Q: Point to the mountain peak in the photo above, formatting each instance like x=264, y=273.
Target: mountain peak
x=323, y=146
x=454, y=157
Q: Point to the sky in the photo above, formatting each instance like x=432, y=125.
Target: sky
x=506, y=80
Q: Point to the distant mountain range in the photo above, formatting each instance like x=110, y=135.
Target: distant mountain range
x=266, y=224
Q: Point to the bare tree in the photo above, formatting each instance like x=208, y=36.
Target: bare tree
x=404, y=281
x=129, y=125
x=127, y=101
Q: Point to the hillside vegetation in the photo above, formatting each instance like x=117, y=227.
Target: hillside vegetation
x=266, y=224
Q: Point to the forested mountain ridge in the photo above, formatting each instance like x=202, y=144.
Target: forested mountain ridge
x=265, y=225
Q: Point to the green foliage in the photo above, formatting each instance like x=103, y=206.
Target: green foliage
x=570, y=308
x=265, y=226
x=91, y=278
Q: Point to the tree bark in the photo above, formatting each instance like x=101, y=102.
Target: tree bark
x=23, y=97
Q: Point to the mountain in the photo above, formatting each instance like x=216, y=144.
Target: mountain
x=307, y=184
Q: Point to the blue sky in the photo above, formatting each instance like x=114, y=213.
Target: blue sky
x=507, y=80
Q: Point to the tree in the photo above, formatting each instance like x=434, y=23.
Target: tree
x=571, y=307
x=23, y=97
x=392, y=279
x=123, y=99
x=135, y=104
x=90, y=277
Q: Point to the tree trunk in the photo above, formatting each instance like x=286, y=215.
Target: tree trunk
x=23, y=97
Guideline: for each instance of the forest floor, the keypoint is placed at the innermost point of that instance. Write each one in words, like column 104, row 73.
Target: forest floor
------------------------------------------------------------------------
■ **Your goal**
For this exercise, retype each entry from above exactly as it stands.

■ **Answer to this exercise**
Q: Point to the mountain peak in the photo above, formatting each instance like x=264, y=273.
Target: mountain peak
x=323, y=146
x=454, y=157
Q: Point to the sky in the photo above, formatting each instance like x=432, y=125.
Target: sky
x=506, y=80
Q: Point to the distant mountain range in the photo above, formatting each instance like x=110, y=135.
Target: distant mountain range
x=266, y=224
Q: Point to the bare tree in the photo above, formatting each instance like x=208, y=36.
Target: bare tree
x=404, y=281
x=129, y=125
x=127, y=101
Q: Point to the hillside vegetation in the photo above, formatting each instance like x=117, y=227.
Target: hillside vegetation
x=266, y=224
Q: Point to the forested mountain ridge in the photo above, formatting each instance like x=202, y=144.
Target: forested mountain ridge
x=265, y=225
Q: Point to the green foliage in the photo above, formatting each instance like x=103, y=206.
Target: green foliage
x=570, y=308
x=265, y=226
x=91, y=278
Q: Point to the tree bark in the photo above, formatting each instance like x=101, y=102.
Target: tree bark
x=23, y=97
Q: Point to the mountain in the photo above, formatting each instance like x=216, y=144.
Target: mountain
x=307, y=184
Q: Point to the blue sky in the photo above, formatting each instance like x=114, y=213.
Target: blue sky
x=507, y=80
Q: Point to the tree in the photo above, formatting each instance like x=434, y=23.
Target: tree
x=571, y=307
x=23, y=97
x=392, y=279
x=123, y=99
x=135, y=104
x=90, y=277
Q: Point to the tree trunk in the photo above, formatting each instance like x=286, y=215.
Target: tree trunk
x=23, y=97
Guideline: for each instance of the forest floor, the keypoint is placed at the innermost point of that instance. Write each one in words, like column 104, row 73.
Target: forest floor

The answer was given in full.